**DOCUMENT TEXT:**

# Monte Carlo Tests on Sigma Sys
# Here sigma_sys is an overall amplitude offset as described in the paper

1) test recovery of Sigma-sys
2) see what value Sigma_sys corresponds to (it isn't just a straight average)

## Part 1 : test sigma-sys recovery scheme

In [1]:
import numpy as np
import matplotlib
import numpy as np
import matplotlib.pyplot as plt
import scipy.stats
from scipy import stats
from scipy import optimize

%matplotlib inline  

In [2]:
# The HOD model file
# see interpolate.pro
modelfile = "hod_model_saito2016_mdpl2.txt"       # model for weighting
temp = np.genfromtxt(modelfile)
model = temp[:,1]
rbins = temp[:,0]
rbins

array([ 0.0692234,  0.122452 ,  0.216609 ,  0.383168 ,  0.6778   ,
        1.19898  ,  2.12093  ,  3.75178  ,  6.6366701, 11.7398005])

In [3]:
smallr ,= np.where(rbins<0.1) # 1 Mpc split

larger ,= np.where(rbins>1.)
allr ,= np.where(rbins<50)

binranges = []
binranges.append(smallr)
binranges.append(larger)
binranges.append(allr)

nrbin=len(rbins)
smallr

array([0])

In [4]:
# Function that computes amplitudes

def amplitudes(measurements, covariances, model, binranges, experiments, file1, file2, file3, file4):
    # measurements is a dictionary of Nd vectors, 
    # covariances is a dictionary of NxN matrixes, 
    # model is a Nd vector, 
    # binranges is a list of integer vectors, 
    # experiments is a list of names 
    
    for binrange in binranges:
        
        #print("------ Bin range -----",binrange)

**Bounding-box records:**
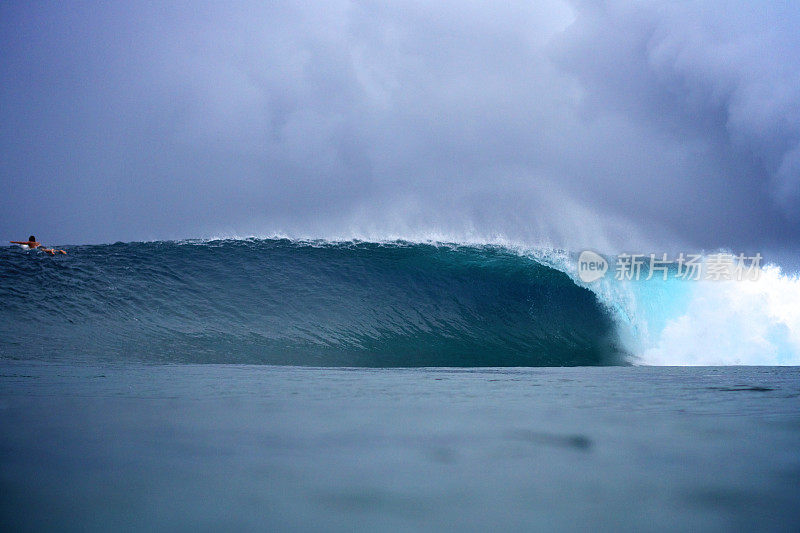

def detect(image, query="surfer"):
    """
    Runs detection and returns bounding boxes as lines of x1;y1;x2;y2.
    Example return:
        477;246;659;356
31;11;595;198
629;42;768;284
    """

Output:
9;235;67;255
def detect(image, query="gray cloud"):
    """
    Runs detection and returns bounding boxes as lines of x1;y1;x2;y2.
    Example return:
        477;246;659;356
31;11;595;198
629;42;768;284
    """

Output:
0;1;800;258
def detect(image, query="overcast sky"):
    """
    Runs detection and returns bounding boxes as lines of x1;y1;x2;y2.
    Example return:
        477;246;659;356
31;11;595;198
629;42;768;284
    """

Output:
0;0;800;253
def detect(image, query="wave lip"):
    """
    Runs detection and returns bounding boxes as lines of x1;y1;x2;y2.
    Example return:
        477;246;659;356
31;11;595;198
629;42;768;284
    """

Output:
0;239;623;367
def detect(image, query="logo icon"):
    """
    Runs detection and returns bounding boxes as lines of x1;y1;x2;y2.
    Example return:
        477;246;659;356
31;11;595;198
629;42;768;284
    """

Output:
578;250;608;283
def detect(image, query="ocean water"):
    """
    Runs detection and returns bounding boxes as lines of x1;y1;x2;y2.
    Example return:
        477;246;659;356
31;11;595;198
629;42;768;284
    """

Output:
0;239;800;531
0;361;800;531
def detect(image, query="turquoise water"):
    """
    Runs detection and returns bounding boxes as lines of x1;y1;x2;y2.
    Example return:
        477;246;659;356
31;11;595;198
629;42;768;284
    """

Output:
0;239;623;367
0;361;800;531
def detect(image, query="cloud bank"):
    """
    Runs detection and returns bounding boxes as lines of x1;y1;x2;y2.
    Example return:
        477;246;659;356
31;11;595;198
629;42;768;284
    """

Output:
0;1;800;253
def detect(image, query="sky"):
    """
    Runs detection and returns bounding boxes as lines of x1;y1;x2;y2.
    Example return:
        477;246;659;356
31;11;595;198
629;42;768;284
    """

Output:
0;0;800;256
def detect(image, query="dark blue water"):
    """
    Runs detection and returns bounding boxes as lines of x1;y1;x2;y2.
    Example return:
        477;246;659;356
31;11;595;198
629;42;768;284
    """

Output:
0;240;623;367
0;361;800;532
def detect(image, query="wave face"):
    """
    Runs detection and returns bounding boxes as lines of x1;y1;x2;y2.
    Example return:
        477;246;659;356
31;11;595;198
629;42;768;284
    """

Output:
0;239;623;367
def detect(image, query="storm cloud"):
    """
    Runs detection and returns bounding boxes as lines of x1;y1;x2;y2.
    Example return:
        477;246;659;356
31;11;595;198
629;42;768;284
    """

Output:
0;1;800;252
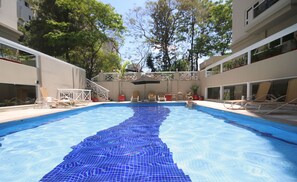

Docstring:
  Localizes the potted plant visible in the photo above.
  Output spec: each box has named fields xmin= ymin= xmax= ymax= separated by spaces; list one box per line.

xmin=191 ymin=85 xmax=199 ymax=100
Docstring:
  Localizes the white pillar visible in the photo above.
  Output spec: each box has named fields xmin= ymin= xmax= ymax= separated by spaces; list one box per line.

xmin=220 ymin=86 xmax=224 ymax=100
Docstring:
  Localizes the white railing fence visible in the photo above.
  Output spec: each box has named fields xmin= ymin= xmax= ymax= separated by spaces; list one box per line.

xmin=86 ymin=79 xmax=109 ymax=100
xmin=92 ymin=71 xmax=199 ymax=83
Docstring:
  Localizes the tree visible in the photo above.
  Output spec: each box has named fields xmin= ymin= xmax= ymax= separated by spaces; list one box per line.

xmin=148 ymin=0 xmax=180 ymax=70
xmin=146 ymin=53 xmax=156 ymax=72
xmin=23 ymin=0 xmax=124 ymax=78
xmin=207 ymin=0 xmax=232 ymax=55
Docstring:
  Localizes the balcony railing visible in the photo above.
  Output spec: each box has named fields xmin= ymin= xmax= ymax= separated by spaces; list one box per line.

xmin=205 ymin=24 xmax=297 ymax=77
xmin=254 ymin=0 xmax=279 ymax=18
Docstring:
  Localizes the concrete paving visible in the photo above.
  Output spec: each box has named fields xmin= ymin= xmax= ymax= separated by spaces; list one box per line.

xmin=0 ymin=101 xmax=297 ymax=126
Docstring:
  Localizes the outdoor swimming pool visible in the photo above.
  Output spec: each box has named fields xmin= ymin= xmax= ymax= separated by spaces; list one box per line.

xmin=0 ymin=104 xmax=297 ymax=182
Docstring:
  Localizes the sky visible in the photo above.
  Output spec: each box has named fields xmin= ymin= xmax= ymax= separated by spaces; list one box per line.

xmin=99 ymin=0 xmax=147 ymax=60
xmin=100 ymin=0 xmax=147 ymax=16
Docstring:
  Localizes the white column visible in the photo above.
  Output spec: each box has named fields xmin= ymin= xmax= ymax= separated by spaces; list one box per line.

xmin=246 ymin=82 xmax=252 ymax=99
xmin=220 ymin=86 xmax=224 ymax=100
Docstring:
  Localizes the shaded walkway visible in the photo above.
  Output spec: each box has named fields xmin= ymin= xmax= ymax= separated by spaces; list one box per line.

xmin=41 ymin=106 xmax=191 ymax=181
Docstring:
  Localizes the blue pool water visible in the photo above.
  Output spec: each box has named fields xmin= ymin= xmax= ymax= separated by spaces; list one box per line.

xmin=0 ymin=104 xmax=297 ymax=181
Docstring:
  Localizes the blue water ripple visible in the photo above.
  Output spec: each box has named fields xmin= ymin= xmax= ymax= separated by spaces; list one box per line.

xmin=41 ymin=106 xmax=191 ymax=182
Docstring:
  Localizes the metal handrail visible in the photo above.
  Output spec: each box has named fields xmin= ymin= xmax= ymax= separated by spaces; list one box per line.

xmin=86 ymin=79 xmax=109 ymax=100
xmin=58 ymin=88 xmax=91 ymax=102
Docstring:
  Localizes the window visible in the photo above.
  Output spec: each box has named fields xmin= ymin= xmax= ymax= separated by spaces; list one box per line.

xmin=223 ymin=84 xmax=247 ymax=100
xmin=207 ymin=87 xmax=220 ymax=99
xmin=25 ymin=1 xmax=29 ymax=8
xmin=245 ymin=7 xmax=253 ymax=25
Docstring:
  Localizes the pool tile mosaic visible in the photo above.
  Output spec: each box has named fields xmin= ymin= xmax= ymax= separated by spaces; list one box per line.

xmin=41 ymin=106 xmax=191 ymax=181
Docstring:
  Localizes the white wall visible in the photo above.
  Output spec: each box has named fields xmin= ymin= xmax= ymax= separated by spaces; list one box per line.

xmin=40 ymin=55 xmax=86 ymax=97
xmin=0 ymin=59 xmax=37 ymax=85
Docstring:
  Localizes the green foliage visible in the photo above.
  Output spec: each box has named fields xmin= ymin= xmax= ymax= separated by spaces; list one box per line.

xmin=207 ymin=0 xmax=232 ymax=55
xmin=146 ymin=53 xmax=156 ymax=72
xmin=22 ymin=0 xmax=124 ymax=78
xmin=125 ymin=0 xmax=232 ymax=71
xmin=117 ymin=61 xmax=131 ymax=79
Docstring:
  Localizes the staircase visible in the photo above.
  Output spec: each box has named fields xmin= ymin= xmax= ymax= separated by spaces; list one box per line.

xmin=86 ymin=79 xmax=109 ymax=101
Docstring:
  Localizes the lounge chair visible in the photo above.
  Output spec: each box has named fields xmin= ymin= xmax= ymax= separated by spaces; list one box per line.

xmin=131 ymin=90 xmax=140 ymax=102
xmin=158 ymin=92 xmax=166 ymax=101
xmin=176 ymin=92 xmax=184 ymax=100
xmin=40 ymin=87 xmax=73 ymax=108
xmin=147 ymin=91 xmax=156 ymax=101
xmin=247 ymin=78 xmax=297 ymax=114
xmin=223 ymin=82 xmax=271 ymax=109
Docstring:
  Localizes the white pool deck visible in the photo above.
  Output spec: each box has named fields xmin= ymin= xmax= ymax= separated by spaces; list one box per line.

xmin=0 ymin=101 xmax=297 ymax=126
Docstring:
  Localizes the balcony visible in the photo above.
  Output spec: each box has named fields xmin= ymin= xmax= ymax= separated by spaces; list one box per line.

xmin=244 ymin=0 xmax=297 ymax=33
xmin=205 ymin=24 xmax=297 ymax=77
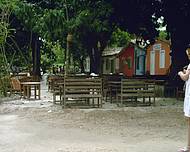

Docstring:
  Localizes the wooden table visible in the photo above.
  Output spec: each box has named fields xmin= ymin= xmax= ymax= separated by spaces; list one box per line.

xmin=21 ymin=82 xmax=40 ymax=99
xmin=108 ymin=81 xmax=121 ymax=103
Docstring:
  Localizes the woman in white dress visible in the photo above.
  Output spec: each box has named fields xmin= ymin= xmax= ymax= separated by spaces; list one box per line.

xmin=178 ymin=47 xmax=190 ymax=152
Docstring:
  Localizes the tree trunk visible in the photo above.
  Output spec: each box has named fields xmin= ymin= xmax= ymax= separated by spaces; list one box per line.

xmin=32 ymin=34 xmax=41 ymax=76
xmin=90 ymin=48 xmax=101 ymax=74
xmin=80 ymin=57 xmax=85 ymax=73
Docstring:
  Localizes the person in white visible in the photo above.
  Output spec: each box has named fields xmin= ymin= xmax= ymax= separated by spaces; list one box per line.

xmin=178 ymin=46 xmax=190 ymax=152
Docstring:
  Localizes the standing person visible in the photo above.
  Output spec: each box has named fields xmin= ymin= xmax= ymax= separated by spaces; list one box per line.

xmin=178 ymin=45 xmax=190 ymax=152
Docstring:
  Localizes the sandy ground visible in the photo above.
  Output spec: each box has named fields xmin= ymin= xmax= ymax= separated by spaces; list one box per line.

xmin=0 ymin=75 xmax=187 ymax=152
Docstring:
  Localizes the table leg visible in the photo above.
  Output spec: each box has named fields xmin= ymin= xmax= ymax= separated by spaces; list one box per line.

xmin=27 ymin=85 xmax=30 ymax=99
xmin=34 ymin=85 xmax=37 ymax=99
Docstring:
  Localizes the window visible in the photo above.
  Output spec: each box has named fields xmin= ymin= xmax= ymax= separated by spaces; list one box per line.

xmin=160 ymin=50 xmax=165 ymax=68
xmin=106 ymin=58 xmax=110 ymax=70
xmin=136 ymin=56 xmax=140 ymax=70
xmin=123 ymin=57 xmax=132 ymax=69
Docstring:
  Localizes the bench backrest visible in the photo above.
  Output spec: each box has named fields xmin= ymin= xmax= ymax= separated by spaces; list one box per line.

xmin=121 ymin=79 xmax=155 ymax=96
xmin=64 ymin=77 xmax=102 ymax=94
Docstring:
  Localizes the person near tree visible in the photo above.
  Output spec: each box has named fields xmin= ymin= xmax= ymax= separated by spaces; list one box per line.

xmin=178 ymin=45 xmax=190 ymax=152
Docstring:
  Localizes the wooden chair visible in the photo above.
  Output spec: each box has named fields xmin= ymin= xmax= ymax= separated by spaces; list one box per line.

xmin=11 ymin=78 xmax=22 ymax=95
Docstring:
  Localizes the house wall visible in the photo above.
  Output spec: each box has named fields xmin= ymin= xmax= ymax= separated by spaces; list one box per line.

xmin=146 ymin=41 xmax=171 ymax=75
xmin=135 ymin=47 xmax=146 ymax=75
xmin=102 ymin=56 xmax=117 ymax=74
xmin=119 ymin=47 xmax=134 ymax=76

**STATED GOAL 1:** Copy the part of the sigma-sys notebook starting at "# Monte Carlo" and ending at "a straight average)".
**STATED GOAL 2:** In the sigma-sys notebook, what file is loaded as the HOD model?
**STATED GOAL 3:** Go on with the sigma-sys notebook from its last line.
The records have no connection to the sigma-sys notebook.

**RESULT 1:**
# Monte Carlo Tests on Sigma Sys
# Here sigma_sys is an overall amplitude offset as described in the paper

1) test recovery of Sigma-sys
2) see what value Sigma_sys corresponds to (it isn't just a straight average)

**RESULT 2:** hod_model_saito2016_mdpl2.txt

**RESULT 3:**
        #print("bin range ",binrange)
        
        # pick relevant entries from measurements, covariances, model
        meas = {}
        cov = {}
        invcov = {}
        weight = {} # optimal weight for that survey
        denom  = {} # the denominator for that survey that brings A=1 if meas=mod
        mod = model[binrange]
        #print("model",mod)
        
        # sum of covariances of that set of bins
        sumcov = np.zeros((len(binrange),len(binrange)))
        
        #print("\n----- Calculating weights -------\n")
            
        for experiment in experiments:
            
            #print(experiment)
            meas[experiment] = measurements[experiment][binrange]
            cov[experiment]  = covariances[experiment][binrange][:,binrange]
            invcov[experiment] = np.linalg.inv(cov[experiment])
            weight[experiment] = np.dot(invcov[experiment],mod)
            #print("experiment",experiment)
            #type(weight[experiment])
            #print("weight",weight[experiment])
            
            denom[experiment] = np.dot(weight[experiment],mod)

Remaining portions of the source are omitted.